▶ [Position identification entries]

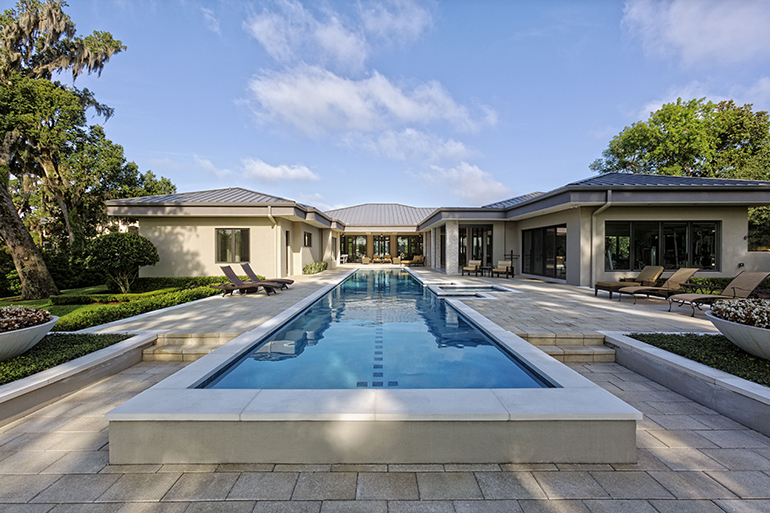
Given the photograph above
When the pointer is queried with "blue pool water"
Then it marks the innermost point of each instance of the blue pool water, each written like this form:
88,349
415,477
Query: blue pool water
378,329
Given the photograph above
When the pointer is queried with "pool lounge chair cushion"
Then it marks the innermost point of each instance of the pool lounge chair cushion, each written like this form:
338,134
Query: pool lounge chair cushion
672,285
648,277
742,286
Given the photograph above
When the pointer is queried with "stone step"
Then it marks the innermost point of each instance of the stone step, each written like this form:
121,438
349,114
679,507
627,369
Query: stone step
563,339
580,354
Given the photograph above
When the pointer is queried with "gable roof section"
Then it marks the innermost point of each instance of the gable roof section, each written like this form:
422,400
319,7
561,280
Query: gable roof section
230,195
380,214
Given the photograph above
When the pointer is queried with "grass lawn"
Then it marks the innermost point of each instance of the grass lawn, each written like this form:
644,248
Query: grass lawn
53,350
713,350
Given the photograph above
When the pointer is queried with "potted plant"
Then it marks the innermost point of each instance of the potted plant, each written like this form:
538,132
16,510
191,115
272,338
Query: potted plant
745,322
21,328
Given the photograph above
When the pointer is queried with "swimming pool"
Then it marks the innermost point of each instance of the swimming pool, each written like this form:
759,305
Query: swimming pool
378,328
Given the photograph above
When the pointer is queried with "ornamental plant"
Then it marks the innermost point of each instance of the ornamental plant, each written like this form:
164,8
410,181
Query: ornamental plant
20,317
752,312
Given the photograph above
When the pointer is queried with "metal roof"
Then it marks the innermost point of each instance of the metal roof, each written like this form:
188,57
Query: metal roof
380,214
639,180
513,201
230,195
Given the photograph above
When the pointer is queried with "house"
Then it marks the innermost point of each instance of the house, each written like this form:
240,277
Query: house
595,229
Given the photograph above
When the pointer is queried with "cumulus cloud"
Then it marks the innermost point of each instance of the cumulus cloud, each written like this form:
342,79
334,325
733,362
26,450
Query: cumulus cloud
290,33
468,182
260,170
211,21
210,168
411,144
701,31
316,101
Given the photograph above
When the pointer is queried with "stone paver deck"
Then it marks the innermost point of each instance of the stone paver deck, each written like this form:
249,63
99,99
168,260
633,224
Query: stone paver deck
690,459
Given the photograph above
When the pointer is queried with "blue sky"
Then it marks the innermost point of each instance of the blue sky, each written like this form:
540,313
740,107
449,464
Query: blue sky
417,102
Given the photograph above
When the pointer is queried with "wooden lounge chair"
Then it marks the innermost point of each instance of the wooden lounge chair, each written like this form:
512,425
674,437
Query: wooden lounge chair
672,285
742,286
474,266
285,282
244,287
503,267
647,278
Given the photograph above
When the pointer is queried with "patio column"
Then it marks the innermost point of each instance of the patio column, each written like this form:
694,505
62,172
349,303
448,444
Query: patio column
452,248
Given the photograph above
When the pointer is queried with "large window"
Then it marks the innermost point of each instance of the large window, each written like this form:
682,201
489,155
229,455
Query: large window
232,245
545,251
633,245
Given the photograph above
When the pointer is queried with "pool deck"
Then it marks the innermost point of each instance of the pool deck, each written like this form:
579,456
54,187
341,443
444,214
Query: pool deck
689,457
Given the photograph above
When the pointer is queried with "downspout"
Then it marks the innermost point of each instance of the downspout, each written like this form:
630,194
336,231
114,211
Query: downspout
607,204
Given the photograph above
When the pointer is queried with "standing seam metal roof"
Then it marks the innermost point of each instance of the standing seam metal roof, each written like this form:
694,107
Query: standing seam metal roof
380,214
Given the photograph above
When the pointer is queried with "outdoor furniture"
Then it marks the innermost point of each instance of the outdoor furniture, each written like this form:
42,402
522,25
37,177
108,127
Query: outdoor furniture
472,267
285,282
503,267
672,285
647,278
742,286
244,287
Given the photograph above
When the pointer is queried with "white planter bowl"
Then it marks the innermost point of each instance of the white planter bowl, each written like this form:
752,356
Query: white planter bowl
749,338
13,343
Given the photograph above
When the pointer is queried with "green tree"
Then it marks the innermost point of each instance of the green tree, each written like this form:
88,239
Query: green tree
700,139
37,39
120,255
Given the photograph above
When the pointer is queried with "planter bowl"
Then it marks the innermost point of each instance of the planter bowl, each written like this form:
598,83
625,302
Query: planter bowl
13,343
751,339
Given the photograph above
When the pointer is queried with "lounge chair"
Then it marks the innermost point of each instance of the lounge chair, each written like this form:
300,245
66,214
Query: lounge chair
285,282
244,287
474,266
503,267
671,286
742,286
647,278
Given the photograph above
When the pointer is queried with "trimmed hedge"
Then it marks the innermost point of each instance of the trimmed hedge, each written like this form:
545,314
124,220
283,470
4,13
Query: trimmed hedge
53,350
87,299
82,319
713,350
315,267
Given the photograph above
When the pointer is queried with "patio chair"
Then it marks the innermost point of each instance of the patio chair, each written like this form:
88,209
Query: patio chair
671,286
647,278
285,282
244,287
473,266
741,287
503,267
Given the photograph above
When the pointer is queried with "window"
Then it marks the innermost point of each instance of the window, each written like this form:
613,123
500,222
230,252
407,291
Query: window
672,244
232,245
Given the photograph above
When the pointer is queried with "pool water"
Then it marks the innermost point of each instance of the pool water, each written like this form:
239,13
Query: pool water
377,329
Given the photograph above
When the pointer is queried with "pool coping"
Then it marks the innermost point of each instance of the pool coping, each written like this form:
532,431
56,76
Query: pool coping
175,401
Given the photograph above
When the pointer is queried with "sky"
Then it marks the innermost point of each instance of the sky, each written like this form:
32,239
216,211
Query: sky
424,103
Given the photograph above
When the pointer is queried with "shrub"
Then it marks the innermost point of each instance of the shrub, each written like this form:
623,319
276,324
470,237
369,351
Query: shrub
120,255
20,317
753,312
314,268
82,319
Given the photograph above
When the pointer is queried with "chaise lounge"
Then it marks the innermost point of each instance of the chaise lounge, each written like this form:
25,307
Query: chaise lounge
672,285
742,286
647,278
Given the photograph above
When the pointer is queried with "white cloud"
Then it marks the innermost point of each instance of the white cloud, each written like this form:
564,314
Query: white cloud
411,144
468,182
315,101
290,33
399,21
211,21
711,31
260,170
210,168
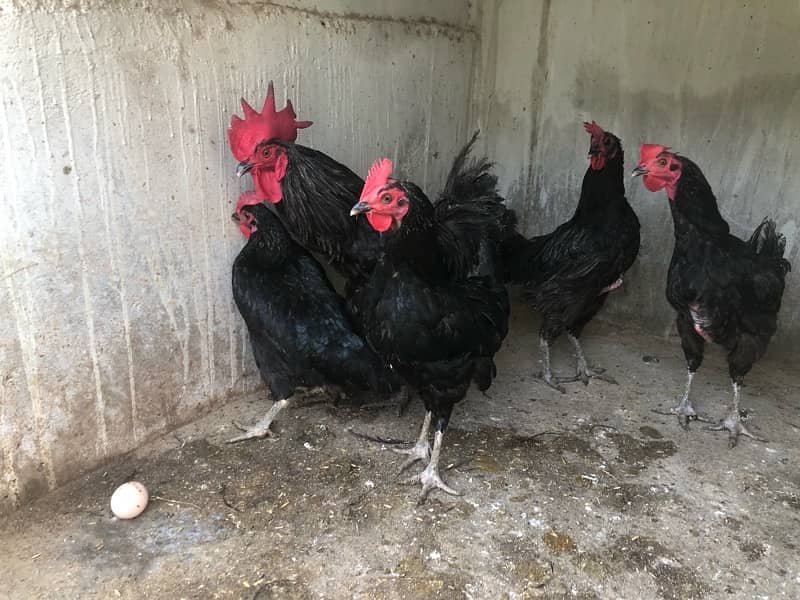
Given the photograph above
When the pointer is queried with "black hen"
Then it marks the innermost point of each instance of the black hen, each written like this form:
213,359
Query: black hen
300,331
568,273
433,307
312,192
724,290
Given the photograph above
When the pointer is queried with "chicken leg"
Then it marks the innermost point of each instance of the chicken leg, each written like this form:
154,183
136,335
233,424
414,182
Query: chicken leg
733,422
684,410
422,449
583,371
261,428
546,376
429,478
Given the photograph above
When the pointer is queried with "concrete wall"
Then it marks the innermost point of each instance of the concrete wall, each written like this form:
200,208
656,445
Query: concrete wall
718,81
115,244
117,184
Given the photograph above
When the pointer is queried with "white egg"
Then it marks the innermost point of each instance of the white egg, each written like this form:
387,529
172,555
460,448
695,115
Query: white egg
129,500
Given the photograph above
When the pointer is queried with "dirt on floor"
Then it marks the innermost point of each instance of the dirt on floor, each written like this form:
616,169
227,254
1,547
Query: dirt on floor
586,495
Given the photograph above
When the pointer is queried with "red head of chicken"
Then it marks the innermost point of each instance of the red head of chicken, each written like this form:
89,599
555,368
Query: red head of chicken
252,142
659,168
383,199
246,220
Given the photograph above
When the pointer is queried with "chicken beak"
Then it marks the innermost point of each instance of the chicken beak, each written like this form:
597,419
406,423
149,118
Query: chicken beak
359,208
243,167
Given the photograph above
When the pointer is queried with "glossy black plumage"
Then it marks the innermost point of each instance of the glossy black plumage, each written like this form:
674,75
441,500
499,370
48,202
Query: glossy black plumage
434,307
565,271
318,193
729,288
300,331
568,273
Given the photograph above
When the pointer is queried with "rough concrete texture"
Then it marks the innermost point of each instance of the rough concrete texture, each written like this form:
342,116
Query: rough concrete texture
718,81
117,318
117,182
588,495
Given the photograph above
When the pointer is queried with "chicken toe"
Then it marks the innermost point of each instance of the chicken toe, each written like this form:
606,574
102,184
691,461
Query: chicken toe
419,451
583,372
733,422
734,426
262,428
430,478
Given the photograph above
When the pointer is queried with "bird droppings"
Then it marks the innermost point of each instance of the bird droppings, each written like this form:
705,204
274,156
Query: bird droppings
558,542
678,516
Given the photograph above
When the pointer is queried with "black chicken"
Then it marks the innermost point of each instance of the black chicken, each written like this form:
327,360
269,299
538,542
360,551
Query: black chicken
434,307
311,192
723,289
300,331
568,273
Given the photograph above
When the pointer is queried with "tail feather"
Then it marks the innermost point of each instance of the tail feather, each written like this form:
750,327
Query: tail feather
770,245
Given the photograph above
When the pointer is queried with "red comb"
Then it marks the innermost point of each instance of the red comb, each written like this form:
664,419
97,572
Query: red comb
377,177
245,134
648,152
245,220
594,130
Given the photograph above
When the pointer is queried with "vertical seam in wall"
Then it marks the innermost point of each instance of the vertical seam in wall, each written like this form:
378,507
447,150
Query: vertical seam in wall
539,77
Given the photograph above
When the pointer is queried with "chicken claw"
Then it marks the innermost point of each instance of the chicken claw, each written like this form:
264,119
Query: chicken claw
583,372
586,373
261,429
419,451
430,478
550,381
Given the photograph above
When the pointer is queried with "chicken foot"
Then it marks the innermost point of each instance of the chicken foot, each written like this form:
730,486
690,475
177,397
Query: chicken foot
430,478
733,423
546,375
421,450
261,428
583,371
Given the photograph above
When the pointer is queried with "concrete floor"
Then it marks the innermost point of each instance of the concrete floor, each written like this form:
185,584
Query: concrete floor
587,495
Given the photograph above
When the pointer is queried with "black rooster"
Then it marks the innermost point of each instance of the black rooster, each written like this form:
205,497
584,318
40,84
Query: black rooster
568,273
434,307
723,289
300,332
311,192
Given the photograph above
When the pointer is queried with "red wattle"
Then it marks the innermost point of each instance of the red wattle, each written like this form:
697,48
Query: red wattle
268,186
379,222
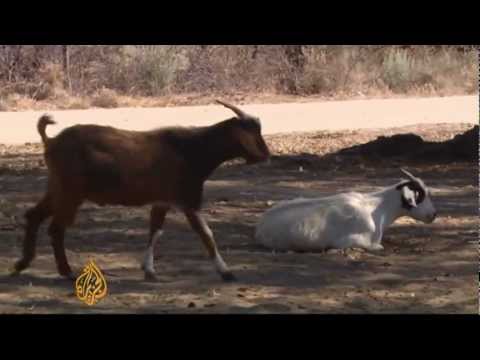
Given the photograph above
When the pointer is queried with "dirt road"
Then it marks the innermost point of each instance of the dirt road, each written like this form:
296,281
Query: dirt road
19,127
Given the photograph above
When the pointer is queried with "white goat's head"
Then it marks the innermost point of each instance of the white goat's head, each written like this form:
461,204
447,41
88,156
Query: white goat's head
416,199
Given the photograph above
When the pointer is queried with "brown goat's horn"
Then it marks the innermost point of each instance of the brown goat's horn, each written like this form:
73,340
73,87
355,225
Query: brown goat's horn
410,176
236,110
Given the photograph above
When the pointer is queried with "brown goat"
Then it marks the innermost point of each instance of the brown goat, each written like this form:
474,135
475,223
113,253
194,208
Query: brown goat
166,167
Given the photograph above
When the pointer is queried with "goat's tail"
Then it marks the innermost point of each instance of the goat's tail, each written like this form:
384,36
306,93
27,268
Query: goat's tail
42,124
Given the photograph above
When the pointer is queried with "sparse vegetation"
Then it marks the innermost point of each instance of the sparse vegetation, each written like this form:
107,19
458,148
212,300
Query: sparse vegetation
111,76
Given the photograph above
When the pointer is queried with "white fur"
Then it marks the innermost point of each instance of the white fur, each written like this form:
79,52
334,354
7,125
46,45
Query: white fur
339,221
148,260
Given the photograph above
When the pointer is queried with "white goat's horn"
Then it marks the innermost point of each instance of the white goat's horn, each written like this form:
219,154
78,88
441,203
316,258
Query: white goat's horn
410,176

▶ [SHORT TASK] Could you gather every line in the entries above that contains the string "vegetation" and copy each one out? Case counts.

▶ [SOLUTION TO THIS EXERCISE]
When the pointer is queried with "sparse vegetation"
Then it marks the innermost point of each instance of the sparse vegetation, each written like this form:
Query: sparse vegetation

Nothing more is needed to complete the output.